## Given text
To get a feel for this, let’s explore the ‘low RPM’ limit of the above equation, and temporarily hold ad spend, S, fixed, while varying search page impressions, I, and observing paid ad clicks (we will concentrate on the second equation now).  Expanding the exponential exp ( – beta2*S/I) = (1 – beta2*S/I) we obtain:

P.clicks = beta0*( Imp + alpha2)*(beta2*S/Imp) = beta0*beta2*S*( 1 + alpha2/Imp )

I spelled out Imp her so you could see it.   The product beta0*beta2 now has dimensions of click yield per RPM (!) and when multiplied by Spend gives clicks.  Alpha2 has to have the same dimensions as search page impressions.  If, in addition to our ‘low RPM’ limit that we used to expand the exponential, we take a ‘high traffic’ limit, large Imp, we find the alpha2/Imp term ‘decays away’ at the 1/Impressions power.  That is, it is some sort of ‘finite impressions’ correction that goes way in the ‘big data’ limit of lots of searches.  In that limit, Google says it gets linear scaling of clicks.

That is the half-full way to look at things.  The half-empty way is to walk in the other direction, and say the ‘empirical marginal click yield’ (d P.clicks / d Imp) does not equal the ‘empirical average click yield’ ( P.clicks / Imp).  However, what an economist would call ‘unit elasticity’ and ‘constant return to scale’ (CRTS), is approached, in the *high traffic* limit (for a given spend).

But wait, there’s more!  We have been exploring a ‘linearised’ version of the epxonential.  What happens if we keep the quadratic term in the expansion, exp ( – beta2*S/I) = 1 – beta2*S/I  + 0.5*(beta2*S/I)^2 + … ?  Let’s rewrite the argument as -I2/Imp, where we interpret I2 = beta2*S as a scaling factor for Impressions, rather than beta2 along for revenue per search:

P.clicks = beta0*(Imp + alpha2)*[ I2/Imp - 0.5*(I2/Imp)^2 ]

Here we seen the next order correction to ‘diminishing returns’ implicit in the rather rich set of equations the Google researchers chose.

## Records supplied
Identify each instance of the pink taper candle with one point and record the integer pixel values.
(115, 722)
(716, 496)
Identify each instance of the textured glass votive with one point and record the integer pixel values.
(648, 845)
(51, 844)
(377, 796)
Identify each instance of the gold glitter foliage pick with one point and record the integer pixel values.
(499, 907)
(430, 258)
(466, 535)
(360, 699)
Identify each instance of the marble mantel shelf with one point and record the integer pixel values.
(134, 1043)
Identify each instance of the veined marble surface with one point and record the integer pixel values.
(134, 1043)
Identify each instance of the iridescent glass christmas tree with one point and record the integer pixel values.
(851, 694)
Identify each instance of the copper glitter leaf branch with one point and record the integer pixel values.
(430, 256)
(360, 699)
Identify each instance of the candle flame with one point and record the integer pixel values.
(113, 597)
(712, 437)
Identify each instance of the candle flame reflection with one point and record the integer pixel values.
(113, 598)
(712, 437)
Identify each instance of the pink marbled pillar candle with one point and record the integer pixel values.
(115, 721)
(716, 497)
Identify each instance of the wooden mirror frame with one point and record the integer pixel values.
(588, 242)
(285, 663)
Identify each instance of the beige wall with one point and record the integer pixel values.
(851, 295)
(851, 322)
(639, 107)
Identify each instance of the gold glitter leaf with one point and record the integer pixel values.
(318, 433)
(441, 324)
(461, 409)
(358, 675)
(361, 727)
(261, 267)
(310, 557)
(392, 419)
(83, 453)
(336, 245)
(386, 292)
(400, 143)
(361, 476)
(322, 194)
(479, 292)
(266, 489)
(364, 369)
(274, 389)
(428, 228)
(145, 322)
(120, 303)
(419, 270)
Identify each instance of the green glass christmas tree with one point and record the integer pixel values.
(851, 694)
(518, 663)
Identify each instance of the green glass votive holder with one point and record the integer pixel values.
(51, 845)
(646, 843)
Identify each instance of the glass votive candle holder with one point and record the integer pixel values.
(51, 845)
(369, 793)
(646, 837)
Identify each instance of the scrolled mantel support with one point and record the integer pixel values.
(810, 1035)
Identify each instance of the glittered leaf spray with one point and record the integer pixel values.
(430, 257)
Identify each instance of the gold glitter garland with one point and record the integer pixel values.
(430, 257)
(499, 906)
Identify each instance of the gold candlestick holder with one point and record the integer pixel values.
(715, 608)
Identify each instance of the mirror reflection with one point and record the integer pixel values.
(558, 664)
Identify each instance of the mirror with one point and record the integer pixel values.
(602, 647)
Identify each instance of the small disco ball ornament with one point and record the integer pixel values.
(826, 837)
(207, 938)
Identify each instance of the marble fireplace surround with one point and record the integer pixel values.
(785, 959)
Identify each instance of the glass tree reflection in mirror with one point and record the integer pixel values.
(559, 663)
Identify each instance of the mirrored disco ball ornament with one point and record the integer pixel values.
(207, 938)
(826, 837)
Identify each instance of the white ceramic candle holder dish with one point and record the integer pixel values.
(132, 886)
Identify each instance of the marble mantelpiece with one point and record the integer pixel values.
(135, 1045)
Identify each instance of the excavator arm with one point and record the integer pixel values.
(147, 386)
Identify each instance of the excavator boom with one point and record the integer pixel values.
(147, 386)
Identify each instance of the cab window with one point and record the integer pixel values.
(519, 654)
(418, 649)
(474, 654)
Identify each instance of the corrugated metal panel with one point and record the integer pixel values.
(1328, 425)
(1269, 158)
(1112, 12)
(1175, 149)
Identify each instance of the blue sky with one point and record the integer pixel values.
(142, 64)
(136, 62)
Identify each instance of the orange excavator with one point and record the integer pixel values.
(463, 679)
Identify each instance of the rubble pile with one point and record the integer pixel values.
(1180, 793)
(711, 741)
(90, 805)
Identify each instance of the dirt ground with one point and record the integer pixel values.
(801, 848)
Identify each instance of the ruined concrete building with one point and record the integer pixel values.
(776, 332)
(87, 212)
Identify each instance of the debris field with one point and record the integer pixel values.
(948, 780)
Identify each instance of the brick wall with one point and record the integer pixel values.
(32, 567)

## Work to do
[1] Please reproduce the passage on paid ad clicks from "P.clicks = beta0*( Imp" up to and including "scaling of clicks.".
[2] Format the lines of the records from the line with "Identify each instance of the mirror reflection" up to and including the final line of the records as a JSON list of strings, one string per line, leaving out blank lines.

## Answers to the problems
[1]
P.clicks = beta0*( Imp + alpha2)*(beta2*S/Imp) = beta0*beta2*S*( 1 + alpha2/Imp )

I spelled out Imp her so you could see it.   The product beta0*beta2 now has dimensions of click yield per RPM (!) and when multiplied by Spend gives clicks.  Alpha2 has to have the same dimensions as search page impressions.  If, in addition to our ‘low RPM’ limit that we used to expand the exponential, we take a ‘high traffic’ limit, large Imp, we find the alpha2/Imp term ‘decays away’ at the 1/Impressions power.  That is, it is some sort of ‘finite impressions’ correction that goes way in the ‘big data’ limit of lots of searches.  In that limit, Google says it gets linear scaling of clicks.

[2]
[
  "Identify each instance of the mirror reflection with one point and record the integer pixel values.",
  "(558, 664)",
  "Identify each instance of the mirror with one point and record the integer pixel values.",
  "(602, 647)",
  "Identify each instance of the small disco ball ornament with one point and record the integer pixel values.",
  "(826, 837)",
  "(207, 938)",
  "Identify each instance of the marble fireplace surround with one point and record the integer pixel values.",
  "(785, 959)",
  "Identify each instance of the glass tree reflection in mirror with one point and record the integer pixel values.",
  "(559, 663)",
  "Identify each instance of the mirrored disco ball ornament with one point and record the integer pixel values.",
  "(207, 938)",
  "(826, 837)",
  "Identify each instance of the white ceramic candle holder dish with one point and record the integer pixel values.",
  "(132, 886)",
  "Identify each instance of the marble mantelpiece with one point and record the integer pixel values.",
  "(135, 1045)",
  "Identify each instance of the excavator arm with one point and record the integer pixel values.",
  "(147, 386)",
  "Identify each instance of the excavator boom with one point and record the integer pixel values.",
  "(147, 386)",
  "Identify each instance of the cab window with one point and record the integer pixel values.",
  "(519, 654)",
  "(418, 649)",
  "(474, 654)",
  "Identify each instance of the corrugated metal panel with one point and record the integer pixel values.",
  "(1328, 425)",
  "(1269, 158)",
  "(1112, 12)",
  "(1175, 149)",
  "Identify each instance of the blue sky with one point and record the integer pixel values.",
  "(142, 64)",
  "(136, 62)",
  "Identify each instance of the orange excavator with one point and record the integer pixel values.",
  "(463, 679)",
  "Identify each instance of the rubble pile with one point and record the integer pixel values.",
  "(1180, 793)",
  "(711, 741)",
  "(90, 805)",
  "Identify each instance of the dirt ground with one point and record the integer pixel values.",
  "(801, 848)",
  "Identify each instance of the ruined concrete building with one point and record the integer pixel values.",
  "(776, 332)",
  "(87, 212)",
  "Identify each instance of the debris field with one point and record the integer pixel values.",
  "(948, 780)",
  "Identify each instance of the brick wall with one point and record the integer pixel values.",
  "(32, 567)"
]